# [EXTRACTED INFORMATION]

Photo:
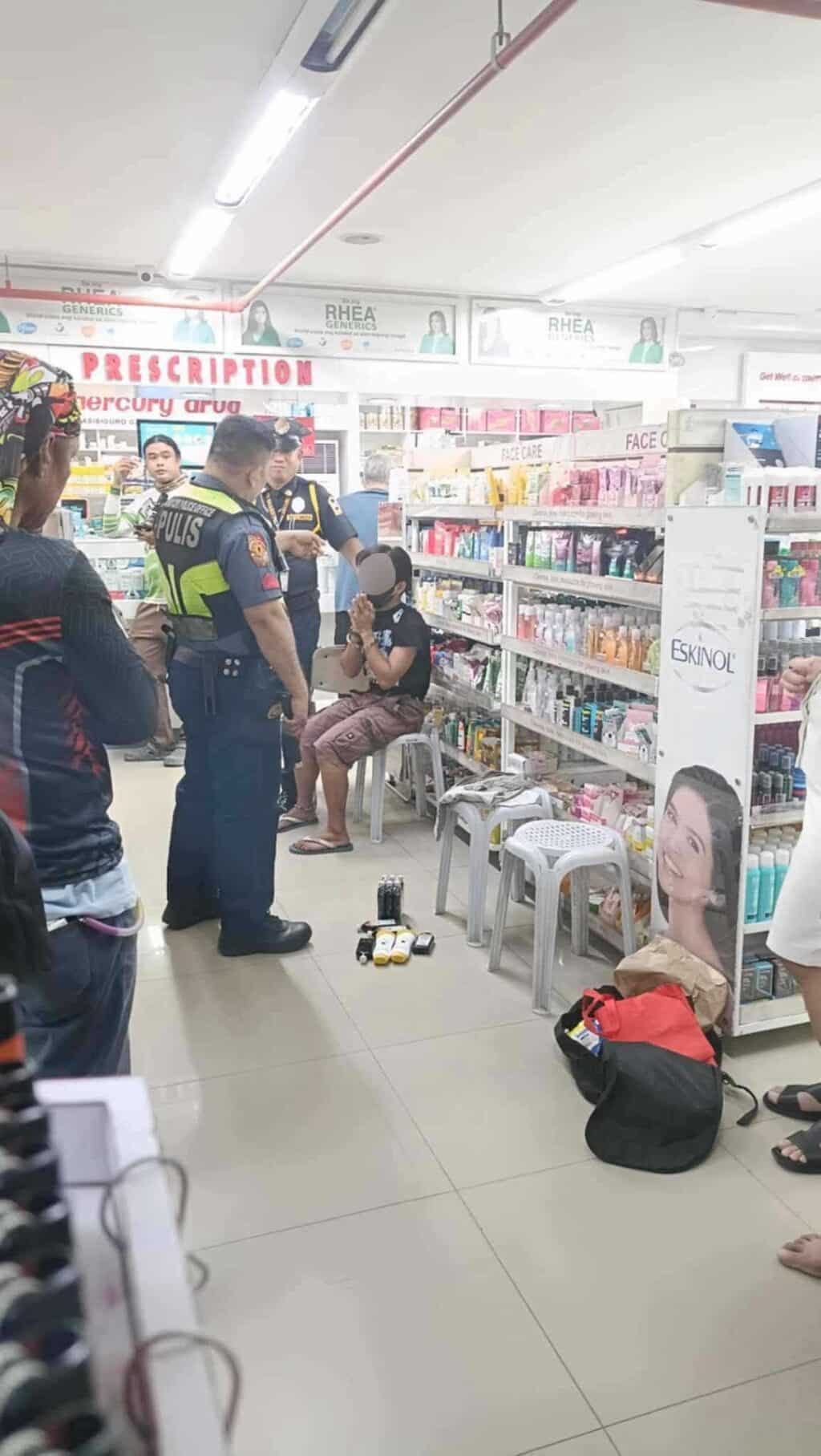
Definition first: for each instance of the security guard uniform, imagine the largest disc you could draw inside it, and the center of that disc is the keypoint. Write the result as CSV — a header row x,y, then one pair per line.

---

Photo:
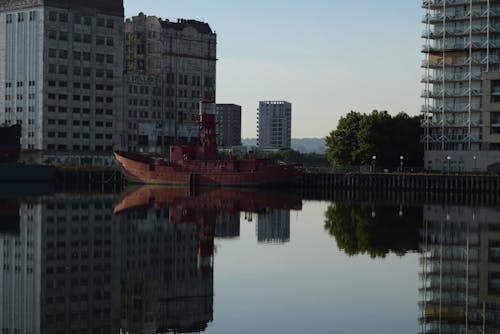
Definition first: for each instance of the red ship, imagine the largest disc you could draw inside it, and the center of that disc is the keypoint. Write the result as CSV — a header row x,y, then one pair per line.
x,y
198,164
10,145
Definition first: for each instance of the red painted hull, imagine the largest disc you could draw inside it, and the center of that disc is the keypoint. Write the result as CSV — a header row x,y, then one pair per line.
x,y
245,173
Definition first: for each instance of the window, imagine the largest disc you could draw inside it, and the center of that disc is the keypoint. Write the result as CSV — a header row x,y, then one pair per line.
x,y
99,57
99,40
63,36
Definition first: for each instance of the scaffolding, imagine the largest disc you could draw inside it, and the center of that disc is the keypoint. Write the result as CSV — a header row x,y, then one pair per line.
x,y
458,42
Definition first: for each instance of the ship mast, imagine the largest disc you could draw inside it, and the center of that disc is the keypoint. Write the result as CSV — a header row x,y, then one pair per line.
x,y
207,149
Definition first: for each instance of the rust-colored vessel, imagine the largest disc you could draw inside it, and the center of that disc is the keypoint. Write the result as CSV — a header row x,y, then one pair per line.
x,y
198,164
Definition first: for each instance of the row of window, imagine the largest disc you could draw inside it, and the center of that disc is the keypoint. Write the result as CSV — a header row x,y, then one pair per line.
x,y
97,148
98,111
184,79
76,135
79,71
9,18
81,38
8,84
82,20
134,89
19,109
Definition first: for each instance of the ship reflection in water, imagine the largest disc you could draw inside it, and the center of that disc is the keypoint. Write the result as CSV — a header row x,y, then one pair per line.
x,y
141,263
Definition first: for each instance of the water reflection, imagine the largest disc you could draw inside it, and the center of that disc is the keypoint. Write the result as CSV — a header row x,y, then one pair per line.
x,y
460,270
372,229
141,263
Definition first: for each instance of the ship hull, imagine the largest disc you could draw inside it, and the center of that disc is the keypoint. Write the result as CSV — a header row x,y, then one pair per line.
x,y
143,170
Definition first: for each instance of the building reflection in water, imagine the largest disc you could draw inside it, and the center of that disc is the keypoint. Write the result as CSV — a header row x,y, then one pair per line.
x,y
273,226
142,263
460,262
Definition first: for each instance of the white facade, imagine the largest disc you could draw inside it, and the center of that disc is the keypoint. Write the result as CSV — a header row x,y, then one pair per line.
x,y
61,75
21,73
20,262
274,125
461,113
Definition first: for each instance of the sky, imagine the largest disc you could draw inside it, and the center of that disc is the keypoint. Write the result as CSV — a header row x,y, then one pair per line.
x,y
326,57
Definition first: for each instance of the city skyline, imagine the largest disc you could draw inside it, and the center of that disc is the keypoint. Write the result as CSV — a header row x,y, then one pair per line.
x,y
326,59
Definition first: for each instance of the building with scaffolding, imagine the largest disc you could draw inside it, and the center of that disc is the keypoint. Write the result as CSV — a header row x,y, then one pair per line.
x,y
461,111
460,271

# [DO THIS]
Pick out and copy every line in the rows above that contains the word "window". Matches must have the same case.

# [ANSWER BELOW]
Definition first: for each instance of the window, imagine the largest disc you could draw inside it, and the center of that disc is the keypoint. Write the result as CSV — a header row x,y, then one pair per line.
Definition first: for each instance of the row of window, imagine the largest disc you could draw inside it, and the center of that disc is the keypoint. Write the result as CSV — a header row x,y, then one pair per line.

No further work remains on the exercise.